INSTRUCTIONS FOR THE TASK: Rewrite the records from the line containing "Where can the suit" up to and including the line containing "[1304, 430]", keeping the request wording unchanged and multiplying every coordinate in the answers by 1.55, rounded to whole numbers with halves rounded up. Provide only these lines.

SUPPLIED DATA:

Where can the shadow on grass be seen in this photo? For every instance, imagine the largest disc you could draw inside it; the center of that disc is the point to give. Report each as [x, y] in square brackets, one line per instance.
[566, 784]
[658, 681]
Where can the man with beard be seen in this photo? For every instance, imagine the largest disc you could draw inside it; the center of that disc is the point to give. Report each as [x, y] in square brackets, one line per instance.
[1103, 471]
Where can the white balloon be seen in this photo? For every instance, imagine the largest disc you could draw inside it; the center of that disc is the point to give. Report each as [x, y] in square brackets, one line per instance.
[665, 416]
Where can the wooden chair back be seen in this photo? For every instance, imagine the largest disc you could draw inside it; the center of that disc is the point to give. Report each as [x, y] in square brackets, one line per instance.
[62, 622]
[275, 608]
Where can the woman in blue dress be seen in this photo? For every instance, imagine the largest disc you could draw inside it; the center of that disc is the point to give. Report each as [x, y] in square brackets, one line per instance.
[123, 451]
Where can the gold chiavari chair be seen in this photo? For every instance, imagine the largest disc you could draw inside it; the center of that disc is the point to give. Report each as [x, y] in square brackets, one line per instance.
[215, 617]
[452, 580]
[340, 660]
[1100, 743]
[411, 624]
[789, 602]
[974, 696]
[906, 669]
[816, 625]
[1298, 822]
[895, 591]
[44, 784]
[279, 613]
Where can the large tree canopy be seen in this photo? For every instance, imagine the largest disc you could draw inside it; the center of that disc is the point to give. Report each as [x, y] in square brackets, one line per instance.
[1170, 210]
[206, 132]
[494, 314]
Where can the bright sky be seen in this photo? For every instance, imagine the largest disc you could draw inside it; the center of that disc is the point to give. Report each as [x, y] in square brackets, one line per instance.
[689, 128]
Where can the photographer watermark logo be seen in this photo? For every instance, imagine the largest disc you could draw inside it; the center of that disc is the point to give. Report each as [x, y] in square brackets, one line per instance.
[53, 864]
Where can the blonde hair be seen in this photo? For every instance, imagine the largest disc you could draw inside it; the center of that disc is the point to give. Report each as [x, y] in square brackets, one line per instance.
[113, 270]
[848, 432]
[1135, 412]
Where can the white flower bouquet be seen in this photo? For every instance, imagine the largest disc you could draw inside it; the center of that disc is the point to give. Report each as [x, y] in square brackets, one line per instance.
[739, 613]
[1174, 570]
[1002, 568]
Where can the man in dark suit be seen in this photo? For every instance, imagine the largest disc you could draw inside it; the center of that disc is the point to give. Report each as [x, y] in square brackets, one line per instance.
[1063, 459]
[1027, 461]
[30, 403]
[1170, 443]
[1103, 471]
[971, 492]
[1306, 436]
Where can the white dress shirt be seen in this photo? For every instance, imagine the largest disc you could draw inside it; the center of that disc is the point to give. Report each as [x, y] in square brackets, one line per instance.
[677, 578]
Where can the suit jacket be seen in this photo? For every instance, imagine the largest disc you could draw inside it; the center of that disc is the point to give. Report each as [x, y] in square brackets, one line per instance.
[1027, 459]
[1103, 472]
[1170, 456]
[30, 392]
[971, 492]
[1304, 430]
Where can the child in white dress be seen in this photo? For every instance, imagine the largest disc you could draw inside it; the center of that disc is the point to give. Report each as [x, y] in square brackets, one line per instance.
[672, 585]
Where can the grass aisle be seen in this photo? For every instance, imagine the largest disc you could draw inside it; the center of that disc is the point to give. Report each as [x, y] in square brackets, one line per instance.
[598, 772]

ANSWER FOR THIS EXERCISE:
Where can the suit jacket be seen in this photo? For every instance, imagine the largest disc you could draw inside it; the center of that disc is the point to give. Report each as [x, y] in square brackets, one line per instance.
[1592, 711]
[1710, 732]
[1814, 707]
[47, 608]
[1505, 763]
[2021, 667]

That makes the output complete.